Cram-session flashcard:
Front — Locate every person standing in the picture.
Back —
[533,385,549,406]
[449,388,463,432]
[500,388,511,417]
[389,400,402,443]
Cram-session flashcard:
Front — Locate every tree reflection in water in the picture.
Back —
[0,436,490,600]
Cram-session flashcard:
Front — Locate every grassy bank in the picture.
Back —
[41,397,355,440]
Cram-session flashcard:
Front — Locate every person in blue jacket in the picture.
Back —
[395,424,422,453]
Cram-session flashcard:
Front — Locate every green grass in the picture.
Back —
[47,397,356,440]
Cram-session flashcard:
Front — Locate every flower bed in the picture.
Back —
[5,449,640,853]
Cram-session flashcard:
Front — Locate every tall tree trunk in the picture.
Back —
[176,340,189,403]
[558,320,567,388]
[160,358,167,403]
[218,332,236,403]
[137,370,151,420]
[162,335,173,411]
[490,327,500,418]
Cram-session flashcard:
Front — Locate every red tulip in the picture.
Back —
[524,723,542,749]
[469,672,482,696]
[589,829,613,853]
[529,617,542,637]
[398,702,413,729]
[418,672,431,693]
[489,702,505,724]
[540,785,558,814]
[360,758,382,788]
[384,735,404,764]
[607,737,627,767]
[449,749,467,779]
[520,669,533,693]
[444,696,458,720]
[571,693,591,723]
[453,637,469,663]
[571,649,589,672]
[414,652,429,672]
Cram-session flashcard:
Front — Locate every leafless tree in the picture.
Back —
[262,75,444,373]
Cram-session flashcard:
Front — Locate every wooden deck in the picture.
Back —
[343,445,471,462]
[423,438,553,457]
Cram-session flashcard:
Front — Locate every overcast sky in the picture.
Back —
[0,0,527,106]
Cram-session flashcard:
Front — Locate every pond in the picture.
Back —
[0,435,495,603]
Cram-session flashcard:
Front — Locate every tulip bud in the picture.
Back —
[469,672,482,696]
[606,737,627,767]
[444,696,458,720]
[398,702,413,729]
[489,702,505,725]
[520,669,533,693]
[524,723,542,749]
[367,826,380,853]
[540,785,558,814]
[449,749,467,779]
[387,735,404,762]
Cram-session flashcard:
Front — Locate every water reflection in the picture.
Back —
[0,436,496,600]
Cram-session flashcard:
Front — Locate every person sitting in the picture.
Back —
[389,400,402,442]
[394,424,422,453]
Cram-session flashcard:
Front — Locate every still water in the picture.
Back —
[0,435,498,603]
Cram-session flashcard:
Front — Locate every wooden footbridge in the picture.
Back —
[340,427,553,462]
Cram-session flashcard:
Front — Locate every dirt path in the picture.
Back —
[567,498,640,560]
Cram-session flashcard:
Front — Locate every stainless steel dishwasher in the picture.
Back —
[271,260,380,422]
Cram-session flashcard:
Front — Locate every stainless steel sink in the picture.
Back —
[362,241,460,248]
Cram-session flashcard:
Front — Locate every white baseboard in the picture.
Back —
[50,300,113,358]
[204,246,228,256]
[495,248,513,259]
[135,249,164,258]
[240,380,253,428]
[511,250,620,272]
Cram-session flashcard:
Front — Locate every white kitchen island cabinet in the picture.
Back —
****
*EXERCISE GOAL*
Can you write out all of the records above again, switching every "Locate" to "Find" and leaving everything else the same?

*ANSWER TO THIS EXERCISE*
Cram-session flashcard:
Front — Find every person standing in the picture.
Back —
[533,385,549,406]
[449,388,463,432]
[500,388,511,417]
[389,400,402,443]
Cram-session flashcard:
Front — Find every tree reflection in water in the picture.
Back —
[0,436,490,600]
Cram-session flashcard:
Front — Find every grassy bank in the picture.
Back —
[41,397,355,440]
Cram-session flashcard:
Front — Find every person in blue jacket in the picture.
Back —
[395,424,422,453]
Cram-session flashcard:
Front — Find every green grass in the picture.
Back —
[47,397,356,440]
Cram-session flashcard:
Front — Find every flower bed in the picture.
Back —
[5,449,640,853]
Cram-session flashcard:
Front — Find every tall tree trunk in the picture.
Back —
[176,340,189,403]
[558,320,567,388]
[160,358,167,403]
[218,332,236,403]
[137,370,151,420]
[162,335,173,411]
[490,327,500,418]
Cram-session flashcard:
Front — Find every red tulip in the picture.
Back —
[524,723,542,749]
[469,672,482,696]
[589,829,613,853]
[529,617,542,637]
[398,702,413,729]
[418,672,431,693]
[489,702,505,724]
[540,785,558,814]
[360,758,382,788]
[384,735,404,764]
[607,737,627,767]
[449,749,467,779]
[520,669,533,693]
[444,696,458,720]
[571,693,591,723]
[453,637,469,663]
[571,649,589,672]
[414,652,429,672]
Cram-session flashcard:
Front — Find every leafless tree in the picture.
Back —
[262,75,444,373]
Cram-session flashcard:
Front — Find every wooden deck in the picture.
Back —
[343,445,471,462]
[423,438,553,457]
Cram-session flashcard:
Front — Find every overcast sky in the picture.
Back —
[0,0,527,106]
Cram-session flashcard:
Front — Find every pond in the picture.
Back —
[0,435,495,603]
Cram-session flashcard:
Front — Find every tulip bud in the picture.
Back —
[469,672,482,696]
[606,737,627,767]
[444,696,458,720]
[398,702,413,729]
[489,702,505,725]
[520,669,533,693]
[524,723,542,749]
[367,826,380,853]
[540,785,558,814]
[449,749,467,779]
[387,735,404,762]
Cram-session flashcard:
Front — Find every water reflection in the picture.
Back —
[0,436,496,600]
Cram-session flashcard:
Front — Find every person sitting in the picture.
Back —
[389,400,402,442]
[394,424,422,453]
Cram-session flashcard:
Front — Find every still water in the picture.
Back —
[0,435,498,603]
Cram-session flashcard:
Front — Find every wooden footbridge in the picture.
Back —
[340,427,553,462]
Cram-session flashcard:
Front — Find every dirt path in the picture.
Back —
[567,498,640,560]
Cram-session flashcard:
Front — Find every stainless steel dishwasher in the picture.
Back —
[271,260,380,422]
Cram-session flashcard:
Front — Find every stainless steel sink in the picture.
Back —
[362,241,460,248]
Cram-session flashcard:
Front — Find every white baseboard in the picture.
Back —
[50,300,113,358]
[204,246,228,256]
[495,248,513,259]
[135,249,164,258]
[240,380,253,428]
[511,250,620,272]
Cram-session flashcard:
Front — Find every white kitchen island cabinet in the picture.
Back —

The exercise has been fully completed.